━━━ RECORD EXCERPTS

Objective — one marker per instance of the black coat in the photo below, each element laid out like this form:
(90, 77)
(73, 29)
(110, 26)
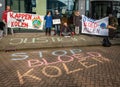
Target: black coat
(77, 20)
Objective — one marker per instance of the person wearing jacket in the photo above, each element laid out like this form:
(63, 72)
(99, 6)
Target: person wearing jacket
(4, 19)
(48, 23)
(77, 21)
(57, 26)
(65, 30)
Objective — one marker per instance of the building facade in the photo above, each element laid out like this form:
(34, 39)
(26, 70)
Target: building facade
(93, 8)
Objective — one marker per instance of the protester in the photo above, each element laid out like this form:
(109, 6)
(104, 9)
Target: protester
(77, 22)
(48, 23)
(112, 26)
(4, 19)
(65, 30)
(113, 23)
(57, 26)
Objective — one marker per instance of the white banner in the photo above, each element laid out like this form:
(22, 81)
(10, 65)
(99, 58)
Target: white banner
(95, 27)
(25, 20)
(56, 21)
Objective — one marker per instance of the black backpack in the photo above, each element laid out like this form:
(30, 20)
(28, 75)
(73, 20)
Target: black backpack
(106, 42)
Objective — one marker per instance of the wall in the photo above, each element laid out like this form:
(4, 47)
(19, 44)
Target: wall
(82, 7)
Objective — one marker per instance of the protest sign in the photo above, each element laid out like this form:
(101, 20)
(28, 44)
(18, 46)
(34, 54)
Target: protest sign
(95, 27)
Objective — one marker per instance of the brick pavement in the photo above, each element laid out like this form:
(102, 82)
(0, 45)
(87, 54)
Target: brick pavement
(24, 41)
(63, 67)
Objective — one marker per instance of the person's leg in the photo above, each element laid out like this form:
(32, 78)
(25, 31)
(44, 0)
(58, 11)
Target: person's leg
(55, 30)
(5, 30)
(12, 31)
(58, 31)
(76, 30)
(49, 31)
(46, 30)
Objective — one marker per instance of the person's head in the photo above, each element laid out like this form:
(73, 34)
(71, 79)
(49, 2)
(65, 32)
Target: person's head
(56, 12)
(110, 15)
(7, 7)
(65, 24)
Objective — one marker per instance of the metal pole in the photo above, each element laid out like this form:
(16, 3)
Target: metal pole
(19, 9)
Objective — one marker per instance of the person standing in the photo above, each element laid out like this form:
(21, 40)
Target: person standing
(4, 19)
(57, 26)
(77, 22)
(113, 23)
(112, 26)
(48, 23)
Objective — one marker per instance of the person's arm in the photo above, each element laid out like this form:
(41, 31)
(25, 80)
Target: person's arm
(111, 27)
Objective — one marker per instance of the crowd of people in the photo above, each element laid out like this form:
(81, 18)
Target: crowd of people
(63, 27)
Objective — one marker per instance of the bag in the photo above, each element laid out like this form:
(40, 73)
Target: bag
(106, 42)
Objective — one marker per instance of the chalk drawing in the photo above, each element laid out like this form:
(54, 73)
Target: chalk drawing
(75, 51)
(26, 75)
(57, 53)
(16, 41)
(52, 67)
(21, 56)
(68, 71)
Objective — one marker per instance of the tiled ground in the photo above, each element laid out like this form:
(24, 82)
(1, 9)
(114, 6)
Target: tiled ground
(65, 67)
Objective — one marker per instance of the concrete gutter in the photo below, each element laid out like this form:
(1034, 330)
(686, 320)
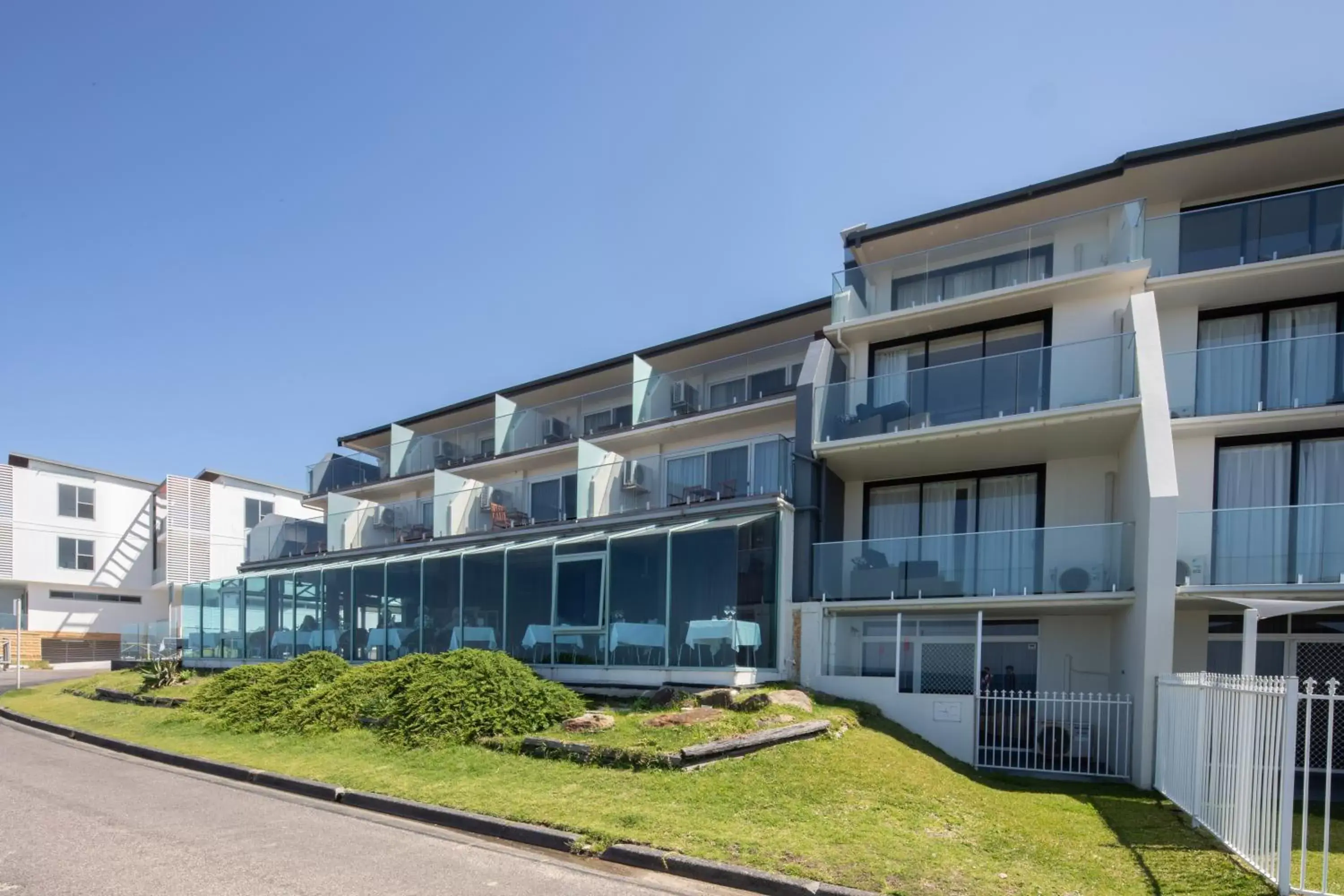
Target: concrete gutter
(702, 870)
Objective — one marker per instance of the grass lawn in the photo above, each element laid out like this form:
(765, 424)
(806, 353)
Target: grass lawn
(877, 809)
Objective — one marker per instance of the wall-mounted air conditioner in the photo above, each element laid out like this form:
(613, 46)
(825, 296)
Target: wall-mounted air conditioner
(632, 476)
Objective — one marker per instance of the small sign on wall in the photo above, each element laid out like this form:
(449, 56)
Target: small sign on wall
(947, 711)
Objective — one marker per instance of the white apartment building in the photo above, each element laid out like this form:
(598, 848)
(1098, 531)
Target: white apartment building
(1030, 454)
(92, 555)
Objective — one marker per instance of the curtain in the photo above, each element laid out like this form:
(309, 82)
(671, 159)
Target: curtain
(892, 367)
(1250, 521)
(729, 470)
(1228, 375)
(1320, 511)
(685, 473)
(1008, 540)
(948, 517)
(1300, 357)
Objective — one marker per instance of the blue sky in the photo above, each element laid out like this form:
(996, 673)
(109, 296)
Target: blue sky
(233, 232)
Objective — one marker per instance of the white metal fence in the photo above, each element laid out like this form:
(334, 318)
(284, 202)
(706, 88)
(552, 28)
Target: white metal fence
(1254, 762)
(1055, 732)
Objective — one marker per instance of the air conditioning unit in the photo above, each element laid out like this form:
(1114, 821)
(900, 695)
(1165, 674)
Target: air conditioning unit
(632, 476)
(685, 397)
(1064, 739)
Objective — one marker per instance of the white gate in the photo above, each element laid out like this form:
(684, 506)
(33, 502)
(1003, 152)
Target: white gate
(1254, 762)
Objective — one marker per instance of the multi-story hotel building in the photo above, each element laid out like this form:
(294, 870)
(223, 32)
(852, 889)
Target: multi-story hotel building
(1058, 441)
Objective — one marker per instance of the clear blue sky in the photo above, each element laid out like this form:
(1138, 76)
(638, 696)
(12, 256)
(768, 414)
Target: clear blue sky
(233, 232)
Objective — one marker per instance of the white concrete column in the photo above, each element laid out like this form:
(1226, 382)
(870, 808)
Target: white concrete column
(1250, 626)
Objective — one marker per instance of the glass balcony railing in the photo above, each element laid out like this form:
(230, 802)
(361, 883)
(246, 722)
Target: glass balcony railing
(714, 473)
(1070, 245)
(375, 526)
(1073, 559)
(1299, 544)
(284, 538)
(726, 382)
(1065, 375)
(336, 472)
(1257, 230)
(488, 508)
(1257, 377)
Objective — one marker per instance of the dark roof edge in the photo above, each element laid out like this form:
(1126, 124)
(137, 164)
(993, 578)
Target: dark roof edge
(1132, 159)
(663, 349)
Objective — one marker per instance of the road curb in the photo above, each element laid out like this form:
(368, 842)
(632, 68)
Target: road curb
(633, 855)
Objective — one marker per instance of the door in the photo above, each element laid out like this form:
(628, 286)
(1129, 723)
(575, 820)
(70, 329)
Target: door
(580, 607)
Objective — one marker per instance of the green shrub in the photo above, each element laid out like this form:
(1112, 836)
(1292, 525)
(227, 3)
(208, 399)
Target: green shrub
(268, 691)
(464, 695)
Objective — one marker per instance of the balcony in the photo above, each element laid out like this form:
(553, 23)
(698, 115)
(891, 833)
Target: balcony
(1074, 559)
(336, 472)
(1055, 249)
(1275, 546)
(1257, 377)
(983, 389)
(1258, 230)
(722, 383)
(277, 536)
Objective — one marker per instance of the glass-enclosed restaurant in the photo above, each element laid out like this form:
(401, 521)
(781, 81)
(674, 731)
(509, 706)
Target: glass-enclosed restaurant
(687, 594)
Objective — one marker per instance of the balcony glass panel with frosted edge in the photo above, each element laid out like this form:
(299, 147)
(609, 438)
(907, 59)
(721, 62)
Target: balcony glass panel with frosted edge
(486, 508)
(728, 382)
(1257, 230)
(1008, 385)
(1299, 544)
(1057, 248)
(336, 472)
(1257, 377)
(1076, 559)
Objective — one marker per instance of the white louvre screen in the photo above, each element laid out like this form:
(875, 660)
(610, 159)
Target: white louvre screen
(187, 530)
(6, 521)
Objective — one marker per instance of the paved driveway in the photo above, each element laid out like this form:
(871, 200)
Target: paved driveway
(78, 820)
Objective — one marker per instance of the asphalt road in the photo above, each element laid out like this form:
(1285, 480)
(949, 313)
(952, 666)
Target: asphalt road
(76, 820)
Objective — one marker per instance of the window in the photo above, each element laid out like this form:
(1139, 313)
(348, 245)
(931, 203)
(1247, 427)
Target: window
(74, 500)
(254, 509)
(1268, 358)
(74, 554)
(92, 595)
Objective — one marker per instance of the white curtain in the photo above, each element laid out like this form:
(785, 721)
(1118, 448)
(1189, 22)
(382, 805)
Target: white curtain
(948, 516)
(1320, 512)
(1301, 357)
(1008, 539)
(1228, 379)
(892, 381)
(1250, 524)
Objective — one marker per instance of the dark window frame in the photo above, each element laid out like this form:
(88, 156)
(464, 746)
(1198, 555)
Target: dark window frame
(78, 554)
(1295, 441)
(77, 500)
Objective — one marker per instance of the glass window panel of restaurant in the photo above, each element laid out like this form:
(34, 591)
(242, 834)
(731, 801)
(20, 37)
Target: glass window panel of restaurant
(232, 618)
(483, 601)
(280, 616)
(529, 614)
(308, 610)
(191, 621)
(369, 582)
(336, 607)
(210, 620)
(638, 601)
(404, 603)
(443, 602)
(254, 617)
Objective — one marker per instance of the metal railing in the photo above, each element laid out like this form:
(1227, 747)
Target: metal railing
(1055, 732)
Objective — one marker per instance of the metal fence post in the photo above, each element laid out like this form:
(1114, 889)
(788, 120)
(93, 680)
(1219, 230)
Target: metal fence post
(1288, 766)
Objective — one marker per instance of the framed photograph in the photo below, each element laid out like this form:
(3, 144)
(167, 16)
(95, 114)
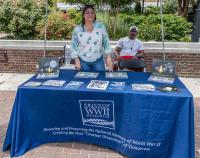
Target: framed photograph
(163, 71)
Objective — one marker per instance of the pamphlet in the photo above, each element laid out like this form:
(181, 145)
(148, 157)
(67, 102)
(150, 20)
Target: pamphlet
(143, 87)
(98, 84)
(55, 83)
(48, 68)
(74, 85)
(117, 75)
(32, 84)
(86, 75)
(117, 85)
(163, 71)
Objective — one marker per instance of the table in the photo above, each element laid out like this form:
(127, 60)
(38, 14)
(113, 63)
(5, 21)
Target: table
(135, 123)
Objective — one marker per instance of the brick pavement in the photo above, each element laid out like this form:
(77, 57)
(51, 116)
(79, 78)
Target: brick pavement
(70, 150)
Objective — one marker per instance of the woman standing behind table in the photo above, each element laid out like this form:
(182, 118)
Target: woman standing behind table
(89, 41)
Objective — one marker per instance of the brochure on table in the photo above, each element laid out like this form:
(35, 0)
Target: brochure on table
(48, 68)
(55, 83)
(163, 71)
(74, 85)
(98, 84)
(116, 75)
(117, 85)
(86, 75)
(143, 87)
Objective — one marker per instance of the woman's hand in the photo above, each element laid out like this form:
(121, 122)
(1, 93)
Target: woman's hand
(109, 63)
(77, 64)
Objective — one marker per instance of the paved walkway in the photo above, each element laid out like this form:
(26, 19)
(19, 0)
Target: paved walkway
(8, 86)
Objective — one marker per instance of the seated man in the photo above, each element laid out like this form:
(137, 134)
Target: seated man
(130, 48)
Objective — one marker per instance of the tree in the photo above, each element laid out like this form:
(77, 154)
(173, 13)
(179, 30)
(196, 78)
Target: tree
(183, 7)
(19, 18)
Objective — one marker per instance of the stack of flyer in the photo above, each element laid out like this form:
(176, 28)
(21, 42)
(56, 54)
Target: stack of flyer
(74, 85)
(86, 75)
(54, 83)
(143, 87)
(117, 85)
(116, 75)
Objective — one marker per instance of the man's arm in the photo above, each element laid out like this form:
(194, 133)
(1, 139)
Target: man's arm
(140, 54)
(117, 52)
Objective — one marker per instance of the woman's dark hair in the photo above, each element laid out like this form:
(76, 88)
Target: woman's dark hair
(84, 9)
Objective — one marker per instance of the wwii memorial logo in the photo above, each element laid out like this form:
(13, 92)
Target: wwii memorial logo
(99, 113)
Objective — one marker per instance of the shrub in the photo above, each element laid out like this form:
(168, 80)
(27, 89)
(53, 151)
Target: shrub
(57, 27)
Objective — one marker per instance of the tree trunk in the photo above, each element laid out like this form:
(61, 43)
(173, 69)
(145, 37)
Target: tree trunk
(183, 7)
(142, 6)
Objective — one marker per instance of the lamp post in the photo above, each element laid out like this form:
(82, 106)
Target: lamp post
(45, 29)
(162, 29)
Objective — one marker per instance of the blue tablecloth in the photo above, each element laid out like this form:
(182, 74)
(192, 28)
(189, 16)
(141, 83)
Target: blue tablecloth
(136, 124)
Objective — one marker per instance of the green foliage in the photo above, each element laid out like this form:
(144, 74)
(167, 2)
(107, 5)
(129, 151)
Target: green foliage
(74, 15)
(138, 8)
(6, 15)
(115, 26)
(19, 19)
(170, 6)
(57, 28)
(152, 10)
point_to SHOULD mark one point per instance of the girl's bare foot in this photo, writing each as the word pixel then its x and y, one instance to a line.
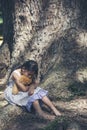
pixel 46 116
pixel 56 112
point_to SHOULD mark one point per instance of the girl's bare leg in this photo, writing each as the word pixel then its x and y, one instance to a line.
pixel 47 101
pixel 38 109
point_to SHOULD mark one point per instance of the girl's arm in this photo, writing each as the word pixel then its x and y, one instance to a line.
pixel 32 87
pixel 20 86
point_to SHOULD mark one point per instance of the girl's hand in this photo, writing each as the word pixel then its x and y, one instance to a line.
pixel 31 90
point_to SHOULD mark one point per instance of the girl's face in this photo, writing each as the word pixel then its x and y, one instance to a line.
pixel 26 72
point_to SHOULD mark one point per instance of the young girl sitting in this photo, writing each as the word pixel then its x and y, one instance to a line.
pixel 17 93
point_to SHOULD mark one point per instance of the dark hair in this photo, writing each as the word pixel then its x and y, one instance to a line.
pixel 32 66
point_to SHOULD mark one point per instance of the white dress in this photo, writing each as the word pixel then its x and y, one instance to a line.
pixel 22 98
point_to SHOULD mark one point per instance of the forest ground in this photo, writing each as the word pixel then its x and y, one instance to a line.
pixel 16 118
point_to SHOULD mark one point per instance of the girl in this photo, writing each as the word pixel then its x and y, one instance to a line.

━━━━━━

**REQUIRED ACTION:**
Wherever the string "below" appears in a line of the records, copy that line.

**ANSWER FOR THE TASK:**
Objective — one marker per instance of the black coat in the photo below, each element laid out like this form:
Objective — one marker per instance of the concrete gutter in the photo below, each element laid out like this form:
Objective — one marker per instance of the framed photograph in the photo below, each element laid out like this form:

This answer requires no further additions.